### [WHAT TO DO]
Rewrite the stretch of the material from the line containing "Mark one point on every instance of the white wall" through the end of the material as a JSON list of strings, with one string per line and blank lines left out.
+-------+
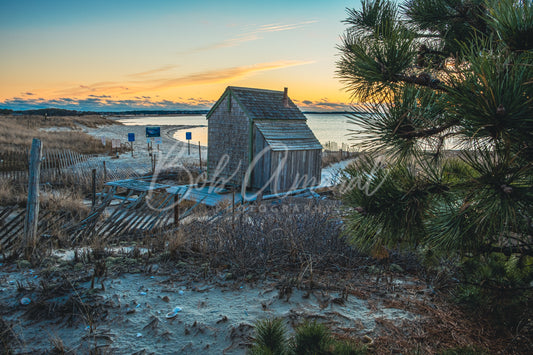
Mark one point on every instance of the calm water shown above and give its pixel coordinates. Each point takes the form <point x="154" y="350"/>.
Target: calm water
<point x="326" y="127"/>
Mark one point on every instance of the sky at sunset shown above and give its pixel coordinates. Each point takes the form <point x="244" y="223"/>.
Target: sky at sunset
<point x="124" y="55"/>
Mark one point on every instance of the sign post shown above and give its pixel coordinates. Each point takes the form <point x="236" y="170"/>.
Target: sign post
<point x="200" y="154"/>
<point x="152" y="133"/>
<point x="131" y="139"/>
<point x="188" y="137"/>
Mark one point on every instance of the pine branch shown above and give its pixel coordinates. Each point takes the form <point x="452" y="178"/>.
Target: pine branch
<point x="429" y="131"/>
<point x="422" y="79"/>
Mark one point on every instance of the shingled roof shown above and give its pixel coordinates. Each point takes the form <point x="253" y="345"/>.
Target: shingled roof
<point x="282" y="136"/>
<point x="260" y="104"/>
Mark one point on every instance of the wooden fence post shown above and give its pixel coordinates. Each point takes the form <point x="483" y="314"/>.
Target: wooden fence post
<point x="94" y="187"/>
<point x="32" y="206"/>
<point x="176" y="209"/>
<point x="200" y="154"/>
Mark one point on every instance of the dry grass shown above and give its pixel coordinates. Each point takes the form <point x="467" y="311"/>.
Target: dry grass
<point x="17" y="132"/>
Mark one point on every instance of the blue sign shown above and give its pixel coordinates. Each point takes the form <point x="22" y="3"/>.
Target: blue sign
<point x="153" y="131"/>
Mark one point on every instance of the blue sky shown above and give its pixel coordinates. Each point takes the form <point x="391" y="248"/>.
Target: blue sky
<point x="120" y="55"/>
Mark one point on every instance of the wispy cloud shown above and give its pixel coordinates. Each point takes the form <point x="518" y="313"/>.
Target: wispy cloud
<point x="163" y="69"/>
<point x="104" y="95"/>
<point x="202" y="78"/>
<point x="254" y="35"/>
<point x="106" y="104"/>
<point x="276" y="27"/>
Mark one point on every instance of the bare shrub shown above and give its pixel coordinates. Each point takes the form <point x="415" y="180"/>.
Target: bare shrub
<point x="295" y="234"/>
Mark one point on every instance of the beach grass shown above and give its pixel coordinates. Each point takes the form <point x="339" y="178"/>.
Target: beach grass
<point x="61" y="132"/>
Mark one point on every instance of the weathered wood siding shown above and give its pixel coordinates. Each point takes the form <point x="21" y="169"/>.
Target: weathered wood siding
<point x="302" y="168"/>
<point x="228" y="136"/>
<point x="261" y="169"/>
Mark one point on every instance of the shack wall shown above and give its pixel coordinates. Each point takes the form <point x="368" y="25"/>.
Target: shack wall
<point x="302" y="168"/>
<point x="261" y="168"/>
<point x="228" y="136"/>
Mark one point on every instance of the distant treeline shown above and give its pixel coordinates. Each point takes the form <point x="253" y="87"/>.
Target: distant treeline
<point x="64" y="112"/>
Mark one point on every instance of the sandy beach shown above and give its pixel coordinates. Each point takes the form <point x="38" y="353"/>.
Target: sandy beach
<point x="170" y="153"/>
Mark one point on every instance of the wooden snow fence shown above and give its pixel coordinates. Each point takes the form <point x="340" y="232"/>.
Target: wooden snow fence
<point x="130" y="207"/>
<point x="65" y="166"/>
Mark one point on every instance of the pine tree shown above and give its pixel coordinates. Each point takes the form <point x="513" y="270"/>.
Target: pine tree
<point x="452" y="87"/>
<point x="449" y="140"/>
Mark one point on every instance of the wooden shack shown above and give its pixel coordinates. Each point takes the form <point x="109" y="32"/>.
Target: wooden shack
<point x="262" y="132"/>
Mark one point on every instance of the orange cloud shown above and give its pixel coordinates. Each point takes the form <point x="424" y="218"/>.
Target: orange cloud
<point x="154" y="71"/>
<point x="253" y="35"/>
<point x="203" y="78"/>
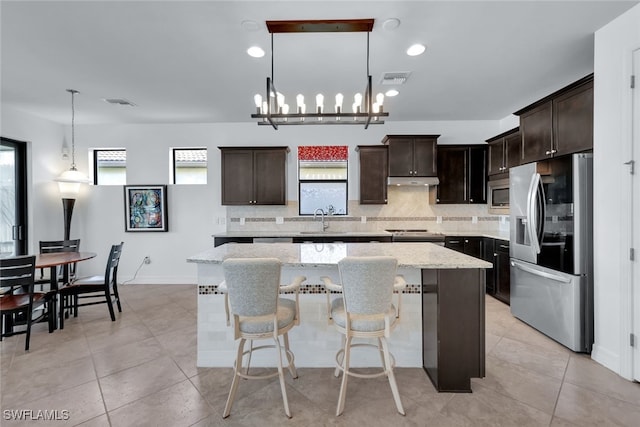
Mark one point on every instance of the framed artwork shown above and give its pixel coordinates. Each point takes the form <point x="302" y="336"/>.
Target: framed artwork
<point x="145" y="208"/>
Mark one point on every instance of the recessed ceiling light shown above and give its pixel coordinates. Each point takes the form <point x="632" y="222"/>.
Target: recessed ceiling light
<point x="255" y="51"/>
<point x="416" y="49"/>
<point x="391" y="24"/>
<point x="250" y="25"/>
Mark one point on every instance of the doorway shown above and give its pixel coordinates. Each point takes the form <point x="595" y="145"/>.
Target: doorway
<point x="635" y="215"/>
<point x="13" y="197"/>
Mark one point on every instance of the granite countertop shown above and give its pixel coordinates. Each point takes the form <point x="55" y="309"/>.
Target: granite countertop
<point x="500" y="235"/>
<point x="259" y="234"/>
<point x="409" y="255"/>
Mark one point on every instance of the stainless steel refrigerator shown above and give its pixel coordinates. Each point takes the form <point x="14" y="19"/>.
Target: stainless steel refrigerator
<point x="551" y="248"/>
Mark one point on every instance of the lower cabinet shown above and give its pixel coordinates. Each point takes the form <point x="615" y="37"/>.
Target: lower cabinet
<point x="495" y="251"/>
<point x="453" y="336"/>
<point x="502" y="272"/>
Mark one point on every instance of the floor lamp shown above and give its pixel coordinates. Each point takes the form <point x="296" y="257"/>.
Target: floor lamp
<point x="69" y="181"/>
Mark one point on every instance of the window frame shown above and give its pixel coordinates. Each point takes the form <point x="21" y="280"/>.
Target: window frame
<point x="173" y="164"/>
<point x="94" y="155"/>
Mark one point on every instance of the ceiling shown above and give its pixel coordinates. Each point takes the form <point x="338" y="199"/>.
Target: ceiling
<point x="186" y="61"/>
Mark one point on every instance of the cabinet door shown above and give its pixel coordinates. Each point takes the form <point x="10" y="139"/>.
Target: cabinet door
<point x="496" y="157"/>
<point x="401" y="157"/>
<point x="269" y="176"/>
<point x="237" y="177"/>
<point x="573" y="120"/>
<point x="536" y="127"/>
<point x="513" y="150"/>
<point x="452" y="167"/>
<point x="373" y="175"/>
<point x="477" y="175"/>
<point x="489" y="255"/>
<point x="424" y="157"/>
<point x="454" y="243"/>
<point x="503" y="273"/>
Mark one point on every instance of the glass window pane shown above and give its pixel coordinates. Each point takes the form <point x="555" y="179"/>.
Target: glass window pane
<point x="190" y="166"/>
<point x="110" y="167"/>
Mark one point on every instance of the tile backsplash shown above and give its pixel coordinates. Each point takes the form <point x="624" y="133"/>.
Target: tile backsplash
<point x="408" y="207"/>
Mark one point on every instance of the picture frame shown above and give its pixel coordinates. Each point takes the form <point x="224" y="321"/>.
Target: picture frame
<point x="145" y="208"/>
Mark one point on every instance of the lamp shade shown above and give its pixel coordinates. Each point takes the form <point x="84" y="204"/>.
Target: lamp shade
<point x="69" y="182"/>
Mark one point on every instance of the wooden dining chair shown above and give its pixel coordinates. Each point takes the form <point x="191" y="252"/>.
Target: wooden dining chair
<point x="17" y="274"/>
<point x="97" y="289"/>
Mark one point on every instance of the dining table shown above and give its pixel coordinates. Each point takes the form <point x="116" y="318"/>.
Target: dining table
<point x="53" y="260"/>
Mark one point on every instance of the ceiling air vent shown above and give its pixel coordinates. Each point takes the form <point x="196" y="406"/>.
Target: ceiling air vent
<point x="119" y="101"/>
<point x="395" y="78"/>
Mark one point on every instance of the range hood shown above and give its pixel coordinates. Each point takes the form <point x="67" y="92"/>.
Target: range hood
<point x="415" y="181"/>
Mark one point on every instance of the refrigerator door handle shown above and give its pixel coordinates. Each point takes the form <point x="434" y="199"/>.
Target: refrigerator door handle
<point x="540" y="273"/>
<point x="532" y="223"/>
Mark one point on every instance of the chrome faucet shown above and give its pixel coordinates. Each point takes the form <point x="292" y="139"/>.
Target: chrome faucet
<point x="315" y="214"/>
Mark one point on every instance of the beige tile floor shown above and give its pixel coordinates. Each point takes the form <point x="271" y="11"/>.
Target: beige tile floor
<point x="140" y="371"/>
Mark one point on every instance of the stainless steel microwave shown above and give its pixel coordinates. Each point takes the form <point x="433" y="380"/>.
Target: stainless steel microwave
<point x="498" y="196"/>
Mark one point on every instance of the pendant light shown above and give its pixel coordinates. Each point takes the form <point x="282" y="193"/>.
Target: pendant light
<point x="69" y="181"/>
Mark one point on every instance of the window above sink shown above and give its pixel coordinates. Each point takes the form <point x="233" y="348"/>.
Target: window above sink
<point x="322" y="179"/>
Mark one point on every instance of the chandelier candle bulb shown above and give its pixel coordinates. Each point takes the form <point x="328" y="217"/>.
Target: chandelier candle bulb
<point x="379" y="101"/>
<point x="339" y="99"/>
<point x="300" y="103"/>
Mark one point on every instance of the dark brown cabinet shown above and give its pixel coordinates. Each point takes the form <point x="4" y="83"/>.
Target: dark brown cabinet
<point x="462" y="174"/>
<point x="453" y="327"/>
<point x="468" y="245"/>
<point x="253" y="175"/>
<point x="502" y="271"/>
<point x="561" y="123"/>
<point x="412" y="155"/>
<point x="503" y="152"/>
<point x="374" y="163"/>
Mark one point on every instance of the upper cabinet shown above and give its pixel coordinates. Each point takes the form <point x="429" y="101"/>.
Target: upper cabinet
<point x="412" y="155"/>
<point x="253" y="175"/>
<point x="373" y="174"/>
<point x="504" y="152"/>
<point x="561" y="123"/>
<point x="462" y="174"/>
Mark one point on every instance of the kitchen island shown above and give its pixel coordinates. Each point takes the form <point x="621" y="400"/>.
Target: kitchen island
<point x="442" y="321"/>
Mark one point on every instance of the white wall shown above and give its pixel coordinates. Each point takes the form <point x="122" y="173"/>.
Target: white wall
<point x="614" y="44"/>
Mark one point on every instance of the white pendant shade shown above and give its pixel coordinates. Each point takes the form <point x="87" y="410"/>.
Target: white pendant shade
<point x="69" y="182"/>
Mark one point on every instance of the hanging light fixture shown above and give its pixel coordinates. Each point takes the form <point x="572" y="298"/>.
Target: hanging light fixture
<point x="69" y="181"/>
<point x="271" y="109"/>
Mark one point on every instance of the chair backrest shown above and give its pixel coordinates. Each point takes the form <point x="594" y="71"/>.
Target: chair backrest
<point x="18" y="272"/>
<point x="47" y="246"/>
<point x="367" y="283"/>
<point x="50" y="246"/>
<point x="253" y="285"/>
<point x="111" y="272"/>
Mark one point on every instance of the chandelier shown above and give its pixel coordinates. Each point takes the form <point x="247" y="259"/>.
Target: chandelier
<point x="272" y="109"/>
+-------+
### [TASK OUTPUT]
[
  "Mark one point on every instance of the white wall shown above and give its pixel coordinates. Each point takes the form <point x=\"122\" y=\"173\"/>.",
  "Target: white wall",
  "<point x=\"614\" y=\"44\"/>",
  "Mark one point on every instance of the white pendant shade shown above and give its pixel coordinates. Each point takes the form <point x=\"87\" y=\"410\"/>.",
  "Target: white pendant shade",
  "<point x=\"69\" y=\"182\"/>",
  "Mark one point on every instance of the hanging light fixture shown above and give its pixel coordinates. Each point takes the form <point x=\"572\" y=\"298\"/>.",
  "Target: hanging light fixture",
  "<point x=\"69\" y=\"181\"/>",
  "<point x=\"271\" y=\"109\"/>",
  "Mark one point on every instance of the chair backrest shown above and give its pixel coordinates. Each point takes the form <point x=\"594\" y=\"71\"/>.",
  "Target: chair backrest",
  "<point x=\"18\" y=\"272\"/>",
  "<point x=\"47\" y=\"246\"/>",
  "<point x=\"367\" y=\"283\"/>",
  "<point x=\"50\" y=\"246\"/>",
  "<point x=\"253\" y=\"285\"/>",
  "<point x=\"111\" y=\"272\"/>",
  "Mark one point on every instance of the chandelier shown above and give its pixel coordinates. Each point takes the form <point x=\"247\" y=\"259\"/>.",
  "Target: chandelier",
  "<point x=\"272\" y=\"109\"/>"
]